» WRITTEN PROBLEM: Update the lines starting with the one containing "Precision agriculture: your job is to find side mirror" and going on through the one containing "[222,266,431,290]": write them out again with "sprayer" changed to "spreader" and everything else left as is.

▬▬▬▬▬▬▬▬▬▬

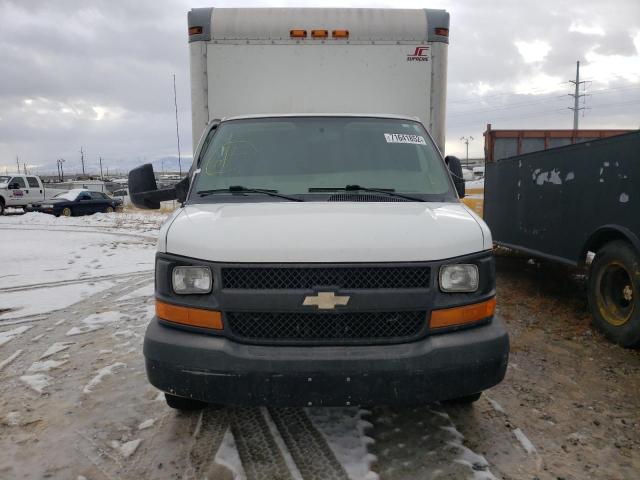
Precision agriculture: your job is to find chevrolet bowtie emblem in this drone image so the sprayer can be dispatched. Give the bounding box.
[302,292,351,310]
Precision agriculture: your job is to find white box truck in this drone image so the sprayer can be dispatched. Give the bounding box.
[129,8,509,409]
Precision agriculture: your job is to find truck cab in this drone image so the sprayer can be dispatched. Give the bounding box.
[129,8,509,409]
[0,174,44,215]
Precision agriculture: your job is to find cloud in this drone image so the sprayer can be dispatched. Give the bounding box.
[0,0,640,168]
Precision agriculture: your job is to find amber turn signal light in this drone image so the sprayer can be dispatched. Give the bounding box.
[311,30,329,38]
[331,30,349,38]
[429,297,496,328]
[156,300,222,330]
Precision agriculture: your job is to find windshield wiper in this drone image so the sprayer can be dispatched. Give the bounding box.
[197,185,304,202]
[309,185,426,202]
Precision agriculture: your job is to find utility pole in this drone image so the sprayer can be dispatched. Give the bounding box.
[80,146,84,175]
[460,135,473,167]
[173,73,182,177]
[56,158,64,182]
[569,61,586,130]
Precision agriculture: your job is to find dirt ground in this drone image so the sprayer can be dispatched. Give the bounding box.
[0,216,640,480]
[460,252,640,480]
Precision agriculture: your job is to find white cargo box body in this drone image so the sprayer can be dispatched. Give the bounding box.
[189,8,449,151]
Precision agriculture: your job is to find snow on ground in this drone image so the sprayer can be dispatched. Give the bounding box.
[0,213,515,480]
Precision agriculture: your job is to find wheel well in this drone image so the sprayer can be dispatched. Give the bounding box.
[580,226,640,262]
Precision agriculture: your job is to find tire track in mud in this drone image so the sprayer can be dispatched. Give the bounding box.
[268,408,349,480]
[0,270,153,293]
[229,408,295,480]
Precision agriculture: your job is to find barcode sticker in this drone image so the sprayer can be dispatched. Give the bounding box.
[384,133,427,145]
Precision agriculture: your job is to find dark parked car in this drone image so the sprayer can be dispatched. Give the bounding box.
[31,188,122,217]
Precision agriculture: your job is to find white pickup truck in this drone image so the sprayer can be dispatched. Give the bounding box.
[0,174,45,215]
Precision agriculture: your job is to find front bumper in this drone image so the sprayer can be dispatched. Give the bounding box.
[144,318,509,406]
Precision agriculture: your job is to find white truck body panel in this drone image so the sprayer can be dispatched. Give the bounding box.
[159,202,491,263]
[189,8,449,151]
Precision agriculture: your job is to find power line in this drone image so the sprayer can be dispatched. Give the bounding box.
[569,61,587,130]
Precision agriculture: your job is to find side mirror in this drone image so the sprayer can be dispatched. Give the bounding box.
[129,163,189,210]
[444,155,464,198]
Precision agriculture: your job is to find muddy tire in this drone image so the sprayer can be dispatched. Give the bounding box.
[445,392,482,405]
[588,240,640,347]
[164,393,207,412]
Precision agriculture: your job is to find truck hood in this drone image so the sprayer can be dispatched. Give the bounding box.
[164,202,491,263]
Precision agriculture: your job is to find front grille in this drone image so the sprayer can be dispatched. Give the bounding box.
[226,312,426,344]
[222,266,431,290]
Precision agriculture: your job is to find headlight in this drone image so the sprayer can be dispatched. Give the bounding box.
[440,264,479,292]
[171,267,212,295]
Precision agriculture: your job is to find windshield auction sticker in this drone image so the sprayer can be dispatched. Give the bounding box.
[384,133,427,145]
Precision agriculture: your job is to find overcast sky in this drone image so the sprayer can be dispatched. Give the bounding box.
[0,0,640,173]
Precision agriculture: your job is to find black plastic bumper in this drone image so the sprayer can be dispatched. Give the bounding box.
[144,318,509,406]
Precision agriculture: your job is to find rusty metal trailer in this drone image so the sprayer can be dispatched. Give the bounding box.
[484,131,640,346]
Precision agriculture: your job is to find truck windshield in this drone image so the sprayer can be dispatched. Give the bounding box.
[191,117,457,202]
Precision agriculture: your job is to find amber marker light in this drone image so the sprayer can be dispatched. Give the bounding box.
[429,297,496,328]
[156,299,222,330]
[311,30,329,38]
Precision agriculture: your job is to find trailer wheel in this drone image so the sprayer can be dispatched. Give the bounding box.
[588,240,640,347]
[164,393,207,412]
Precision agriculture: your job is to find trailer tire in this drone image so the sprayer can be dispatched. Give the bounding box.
[588,240,640,348]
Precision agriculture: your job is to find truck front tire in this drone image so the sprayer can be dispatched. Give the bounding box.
[588,240,640,348]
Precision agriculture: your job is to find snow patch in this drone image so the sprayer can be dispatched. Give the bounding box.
[66,311,120,337]
[513,428,536,455]
[2,412,22,427]
[82,362,127,393]
[20,373,51,394]
[0,350,22,371]
[0,325,31,347]
[485,395,505,413]
[27,360,67,372]
[40,342,74,360]
[214,428,247,480]
[138,418,156,430]
[111,438,142,458]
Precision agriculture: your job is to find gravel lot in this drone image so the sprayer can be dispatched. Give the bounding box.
[0,213,640,480]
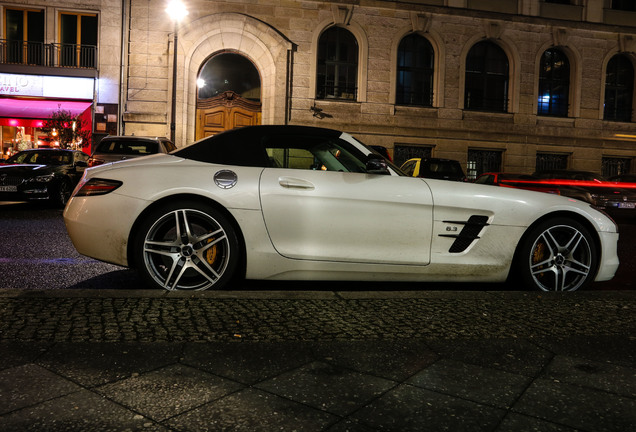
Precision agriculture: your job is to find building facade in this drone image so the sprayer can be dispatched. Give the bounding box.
[0,0,636,178]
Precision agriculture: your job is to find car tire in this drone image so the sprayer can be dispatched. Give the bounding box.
[133,201,240,291]
[517,218,598,291]
[51,179,73,207]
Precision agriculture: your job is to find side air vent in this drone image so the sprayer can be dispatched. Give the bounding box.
[440,215,488,253]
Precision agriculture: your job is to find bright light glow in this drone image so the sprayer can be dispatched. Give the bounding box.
[166,0,189,22]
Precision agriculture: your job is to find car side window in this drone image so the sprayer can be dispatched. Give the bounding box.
[264,135,365,172]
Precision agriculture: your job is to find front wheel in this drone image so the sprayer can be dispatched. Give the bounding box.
[134,202,239,291]
[517,218,598,291]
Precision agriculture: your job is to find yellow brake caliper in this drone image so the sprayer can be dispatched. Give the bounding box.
[205,238,218,265]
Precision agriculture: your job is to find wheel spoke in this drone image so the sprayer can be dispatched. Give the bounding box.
[142,208,232,290]
[528,224,594,291]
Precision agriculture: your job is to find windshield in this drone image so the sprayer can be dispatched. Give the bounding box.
[6,151,73,165]
[96,140,159,155]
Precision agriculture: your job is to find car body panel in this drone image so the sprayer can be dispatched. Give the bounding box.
[533,170,636,210]
[89,135,176,167]
[400,158,466,181]
[260,168,433,265]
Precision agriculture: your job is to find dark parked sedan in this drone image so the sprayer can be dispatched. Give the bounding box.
[0,149,88,207]
[533,170,636,213]
[88,135,177,167]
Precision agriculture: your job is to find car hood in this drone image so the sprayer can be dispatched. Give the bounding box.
[0,164,61,177]
[86,153,183,175]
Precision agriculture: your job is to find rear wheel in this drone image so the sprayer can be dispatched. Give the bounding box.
[518,218,598,291]
[134,201,239,290]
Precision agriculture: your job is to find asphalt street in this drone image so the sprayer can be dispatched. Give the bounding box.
[0,203,636,291]
[0,201,636,432]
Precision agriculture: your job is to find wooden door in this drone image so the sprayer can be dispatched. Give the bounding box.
[196,91,261,140]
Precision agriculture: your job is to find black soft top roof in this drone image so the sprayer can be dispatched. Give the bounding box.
[172,125,342,167]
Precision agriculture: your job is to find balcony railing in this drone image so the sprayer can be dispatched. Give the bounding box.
[0,39,97,69]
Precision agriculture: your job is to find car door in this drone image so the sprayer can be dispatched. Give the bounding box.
[260,143,433,265]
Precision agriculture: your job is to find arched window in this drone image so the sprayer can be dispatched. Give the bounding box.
[464,41,508,112]
[316,27,358,100]
[537,48,570,117]
[603,54,634,122]
[395,34,434,106]
[197,52,261,101]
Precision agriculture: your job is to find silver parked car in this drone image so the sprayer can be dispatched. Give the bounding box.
[88,135,177,167]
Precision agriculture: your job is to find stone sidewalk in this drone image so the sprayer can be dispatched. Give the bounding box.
[0,290,636,432]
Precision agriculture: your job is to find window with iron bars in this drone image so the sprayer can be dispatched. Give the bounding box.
[316,27,358,100]
[393,144,433,166]
[395,34,434,106]
[537,48,570,117]
[58,12,97,68]
[603,54,634,122]
[535,153,570,171]
[601,157,632,178]
[466,149,502,180]
[464,41,509,112]
[0,8,44,66]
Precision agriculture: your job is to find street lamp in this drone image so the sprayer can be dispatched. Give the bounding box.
[166,0,188,142]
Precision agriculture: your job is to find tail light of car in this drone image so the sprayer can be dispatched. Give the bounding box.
[74,178,123,196]
[88,158,105,168]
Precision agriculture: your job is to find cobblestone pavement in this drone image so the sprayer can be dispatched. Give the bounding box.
[0,290,636,432]
[0,290,636,342]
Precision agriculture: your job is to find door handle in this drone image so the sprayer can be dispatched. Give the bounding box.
[278,177,315,190]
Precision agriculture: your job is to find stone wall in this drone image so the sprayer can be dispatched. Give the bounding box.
[124,0,636,172]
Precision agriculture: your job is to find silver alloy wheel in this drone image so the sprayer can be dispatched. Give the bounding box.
[528,225,594,291]
[143,209,231,290]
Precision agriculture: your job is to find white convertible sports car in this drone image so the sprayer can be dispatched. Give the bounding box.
[64,126,618,291]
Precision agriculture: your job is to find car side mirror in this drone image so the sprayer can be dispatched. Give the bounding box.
[366,153,389,174]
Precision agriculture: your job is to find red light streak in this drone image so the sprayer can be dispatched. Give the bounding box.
[500,179,636,189]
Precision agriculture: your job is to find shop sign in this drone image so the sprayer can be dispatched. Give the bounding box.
[0,73,94,99]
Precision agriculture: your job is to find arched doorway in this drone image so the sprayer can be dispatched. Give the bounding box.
[195,52,261,140]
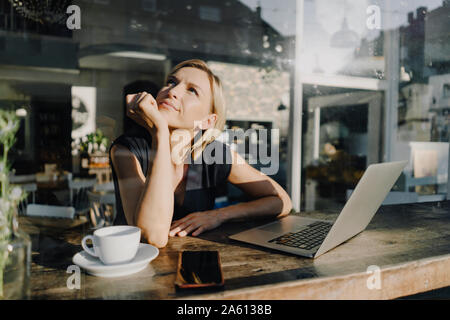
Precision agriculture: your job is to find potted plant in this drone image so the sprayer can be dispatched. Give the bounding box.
[0,110,31,299]
[72,129,109,172]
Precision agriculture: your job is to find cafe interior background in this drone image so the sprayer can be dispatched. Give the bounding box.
[0,0,450,232]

▬▬▬▬▬▬▬▬▬▬

» FULL RESPONSE:
Precision agriculture: your job is to find side mirror in this drone image so the spreader can be dispatched. Give the bounding box.
[129,163,189,210]
[444,155,464,198]
Precision agriculture: your job is to find muddy tire in this drone image so the spreader can be dispatched. Give the bounding box.
[445,392,482,405]
[588,240,640,347]
[164,393,207,412]
Precision agriculture: your job is to find truck hood in this drone image so the spreader can be dispatched. Give the bounding box.
[164,202,491,263]
Precision agriculture: your job is to find front grille in this drone image so the spreader can be dispatched. Give the bounding box.
[226,312,426,344]
[222,266,431,290]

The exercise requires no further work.